**Activity list:**
A. In the article on medical marijuana in Indiana, rewrite the part between "A poll of Indiana" and "Republican is governor.", inclusive, replacing "poll" with "survey".
B. Write the next part of the article on medical marijuana in Indiana, picking up after its last sentence.

==== Document section

A poll of Indiana voters shows overwhelming support for medical marijuana, but in October in the statehouse, a legislative committee appointed to study the issue was unable to reach consensus on what it should recommend, even on the issue of further study.
A television news station, WTHR, commissioned the poll with Howey Politics Indiana. It shows support for legalization of medical marijuana at around 70 percent with most demographics (e.g., men and women, young and old, minority and white). Among Republicans, 59 percent supported legalization, and among women 65 and older, support was at 57 percent. Among Democrats and people 34 and younger, support was higher than 75 percent. The state’s assembly and senate have Republican majorities, and a Republican is governor.
One Republican, Rep. Jim Lucas, filed a medical marijuana legalization bill last year and plans to continue to work toward legalization, saying to Indy Star, “I’m going to make it my mission.” He also acknowledged he went to Colorado to try marijuana and got a good night’s sleep as a result. “It’s immoral that the state still has this criminalized,” he told Indianapolis Monthly. “Lives are being destroyed by the opioid crisis. It’s gotten to the point where it’s forcing us to look at the War on Drugs in a bigger context.” Lucas’s views are opposed by his party leadership. The leader of the Senate, David Long, and House Speaker Brian Bosma both have expressed opposition to legalization and have blocked attempts to pass reform laws.
Medical legalization has the support of Hoosier Veterans for Medical Cannabis, however. Jeffery P. Staker, the group’s founder, argues for legalization as a means to address the state’s opioid crisis, which has been especially devastating to veterans. He says:
Within the US one person every 20 minutes dies of either an accidental and or intentional overdose to prescription pain medication. Doing the math that’s three every hour, 72 a day and so forth. It has been reported that our Veterans are overdosing at twice the rate of civilians….in other words two of the three casualties within the above hour time frame are veterans. This shouldn’t be, nor does it have to, especially within our great state of Indiana.

========
==== Entries shown

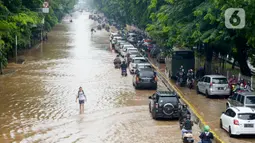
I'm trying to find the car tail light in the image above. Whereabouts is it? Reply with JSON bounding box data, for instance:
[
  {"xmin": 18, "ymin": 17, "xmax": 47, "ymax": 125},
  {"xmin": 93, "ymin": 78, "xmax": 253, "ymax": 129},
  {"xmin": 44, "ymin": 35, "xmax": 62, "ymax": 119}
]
[
  {"xmin": 209, "ymin": 83, "xmax": 213, "ymax": 88},
  {"xmin": 234, "ymin": 119, "xmax": 239, "ymax": 125},
  {"xmin": 155, "ymin": 103, "xmax": 158, "ymax": 108}
]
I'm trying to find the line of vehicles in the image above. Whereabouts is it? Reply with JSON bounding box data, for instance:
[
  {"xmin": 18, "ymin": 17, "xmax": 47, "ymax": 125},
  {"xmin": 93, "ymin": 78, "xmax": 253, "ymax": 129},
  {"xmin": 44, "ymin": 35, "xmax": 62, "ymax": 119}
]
[
  {"xmin": 89, "ymin": 10, "xmax": 255, "ymax": 140},
  {"xmin": 110, "ymin": 29, "xmax": 255, "ymax": 137}
]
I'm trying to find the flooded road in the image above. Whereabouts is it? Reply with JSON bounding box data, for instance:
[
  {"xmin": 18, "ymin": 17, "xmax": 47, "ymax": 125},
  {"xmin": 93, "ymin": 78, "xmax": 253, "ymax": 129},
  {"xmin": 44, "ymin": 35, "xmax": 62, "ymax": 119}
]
[
  {"xmin": 151, "ymin": 59, "xmax": 255, "ymax": 143},
  {"xmin": 0, "ymin": 13, "xmax": 191, "ymax": 143}
]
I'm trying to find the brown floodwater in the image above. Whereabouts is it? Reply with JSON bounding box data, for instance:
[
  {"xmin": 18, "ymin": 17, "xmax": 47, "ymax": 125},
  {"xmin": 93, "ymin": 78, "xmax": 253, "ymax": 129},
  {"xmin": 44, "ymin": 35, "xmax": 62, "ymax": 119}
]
[
  {"xmin": 149, "ymin": 60, "xmax": 255, "ymax": 143},
  {"xmin": 0, "ymin": 12, "xmax": 195, "ymax": 143}
]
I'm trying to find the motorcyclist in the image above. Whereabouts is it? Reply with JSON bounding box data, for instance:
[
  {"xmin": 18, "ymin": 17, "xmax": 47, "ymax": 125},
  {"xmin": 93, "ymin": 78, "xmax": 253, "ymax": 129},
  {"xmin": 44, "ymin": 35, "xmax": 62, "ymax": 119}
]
[
  {"xmin": 179, "ymin": 105, "xmax": 190, "ymax": 123},
  {"xmin": 233, "ymin": 82, "xmax": 244, "ymax": 92},
  {"xmin": 182, "ymin": 114, "xmax": 193, "ymax": 136},
  {"xmin": 113, "ymin": 55, "xmax": 121, "ymax": 65},
  {"xmin": 120, "ymin": 61, "xmax": 127, "ymax": 74},
  {"xmin": 177, "ymin": 68, "xmax": 185, "ymax": 84},
  {"xmin": 187, "ymin": 69, "xmax": 195, "ymax": 82}
]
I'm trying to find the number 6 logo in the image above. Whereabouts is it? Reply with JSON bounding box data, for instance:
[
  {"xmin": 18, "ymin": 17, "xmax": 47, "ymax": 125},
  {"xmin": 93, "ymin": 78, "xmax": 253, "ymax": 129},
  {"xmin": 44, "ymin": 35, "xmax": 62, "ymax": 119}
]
[{"xmin": 224, "ymin": 8, "xmax": 245, "ymax": 29}]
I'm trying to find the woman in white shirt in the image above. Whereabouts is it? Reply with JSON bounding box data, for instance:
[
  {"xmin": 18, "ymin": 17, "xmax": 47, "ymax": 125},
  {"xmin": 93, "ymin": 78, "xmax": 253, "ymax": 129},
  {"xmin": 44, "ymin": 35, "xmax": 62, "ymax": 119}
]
[{"xmin": 76, "ymin": 87, "xmax": 87, "ymax": 114}]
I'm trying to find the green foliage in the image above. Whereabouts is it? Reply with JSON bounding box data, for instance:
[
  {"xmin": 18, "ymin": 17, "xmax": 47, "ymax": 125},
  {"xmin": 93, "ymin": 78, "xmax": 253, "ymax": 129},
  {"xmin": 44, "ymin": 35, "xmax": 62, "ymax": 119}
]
[{"xmin": 0, "ymin": 0, "xmax": 77, "ymax": 65}]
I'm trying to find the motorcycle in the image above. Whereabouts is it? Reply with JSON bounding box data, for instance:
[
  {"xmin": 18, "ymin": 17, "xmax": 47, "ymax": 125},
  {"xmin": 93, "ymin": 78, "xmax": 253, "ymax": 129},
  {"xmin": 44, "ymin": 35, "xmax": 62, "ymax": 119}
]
[
  {"xmin": 187, "ymin": 79, "xmax": 194, "ymax": 89},
  {"xmin": 182, "ymin": 132, "xmax": 195, "ymax": 143},
  {"xmin": 121, "ymin": 69, "xmax": 127, "ymax": 76},
  {"xmin": 178, "ymin": 72, "xmax": 186, "ymax": 87}
]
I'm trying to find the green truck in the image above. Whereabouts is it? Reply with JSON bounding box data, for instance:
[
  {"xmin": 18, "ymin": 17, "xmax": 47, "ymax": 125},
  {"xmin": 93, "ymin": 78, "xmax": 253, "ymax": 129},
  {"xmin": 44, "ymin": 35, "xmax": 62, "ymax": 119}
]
[{"xmin": 165, "ymin": 47, "xmax": 195, "ymax": 79}]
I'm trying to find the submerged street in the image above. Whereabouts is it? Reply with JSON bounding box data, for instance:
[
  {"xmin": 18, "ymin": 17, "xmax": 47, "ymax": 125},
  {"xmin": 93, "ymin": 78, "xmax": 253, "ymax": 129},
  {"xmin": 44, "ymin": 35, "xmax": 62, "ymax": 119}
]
[{"xmin": 0, "ymin": 12, "xmax": 189, "ymax": 143}]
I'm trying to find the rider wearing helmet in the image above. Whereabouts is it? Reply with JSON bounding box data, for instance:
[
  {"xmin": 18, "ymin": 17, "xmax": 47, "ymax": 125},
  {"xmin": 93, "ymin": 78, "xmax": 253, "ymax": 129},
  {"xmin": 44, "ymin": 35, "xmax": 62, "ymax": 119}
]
[
  {"xmin": 120, "ymin": 61, "xmax": 127, "ymax": 72},
  {"xmin": 199, "ymin": 125, "xmax": 214, "ymax": 143},
  {"xmin": 113, "ymin": 55, "xmax": 121, "ymax": 65}
]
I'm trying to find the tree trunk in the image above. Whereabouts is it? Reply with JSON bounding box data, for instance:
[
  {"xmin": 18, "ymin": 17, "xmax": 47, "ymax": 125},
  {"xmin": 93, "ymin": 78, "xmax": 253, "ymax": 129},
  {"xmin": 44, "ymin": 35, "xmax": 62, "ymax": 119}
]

========

**Answers:**
A.
A survey of Indiana voters shows overwhelming support for medical marijuana, but in October in the statehouse, a legislative committee appointed to study the issue was unable to reach consensus on what it should recommend, even on the issue of further study.
A television news station, WTHR, commissioned the survey with Howey Politics Indiana. It shows support for legalization of medical marijuana at around 70 percent with most demographics (e.g., men and women, young and old, minority and white). Among Republicans, 59 percent supported legalization, and among women 65 and older, support was at 57 percent. Among Democrats and people 34 and younger, support was higher than 75 percent. The state’s assembly and senate have Republican majorities, and a Republican is governor.

B.
Prosecutors oppose legalization
According to a group of prosecutors, however, medical “Marijuana use increases the risk of opioid abuse and other controlled substances.” Various studies conclude the opposite. The group also claims that workplace accidents and impaired driving increase with legalization. In fact, studies have shown that workplace accidents have decreased in legal states. As for impaired driving, the results of studies are mixed. While fatalities have not increased, those involved in fatal crashes often have marijuana in their system.
Indiana’s civil forfeiture law, which allows police and prosecutors to seize property of those convicted of drug offenses, is about to be reviewed by the U.S. Supreme Court. Tyson Timbs, who was convicted of a drug crime for which the maximum fine is $10,000, sued after his vehicle, worth four times that much, was confiscated.
Indiana has fully legalized CBD oil, but some lawmakers remain opposed to legalizing medical marijuana, claiming that doing so would be a step toward legal adult use. The slippery slope theory has also been used by Aaron Negangard, a prosecutor, who argued against legalizing CBD because it would lead to additional legalization. Indiana approved sale of alcohol on Sunday this year.
While election forecasting indicates that the Democrats may win control of the assembly, it appears that for now, Republican leadership in Indiana remains opposed to additional legalization, which makes it unlikely that Indiana will become a legal state anytime soon.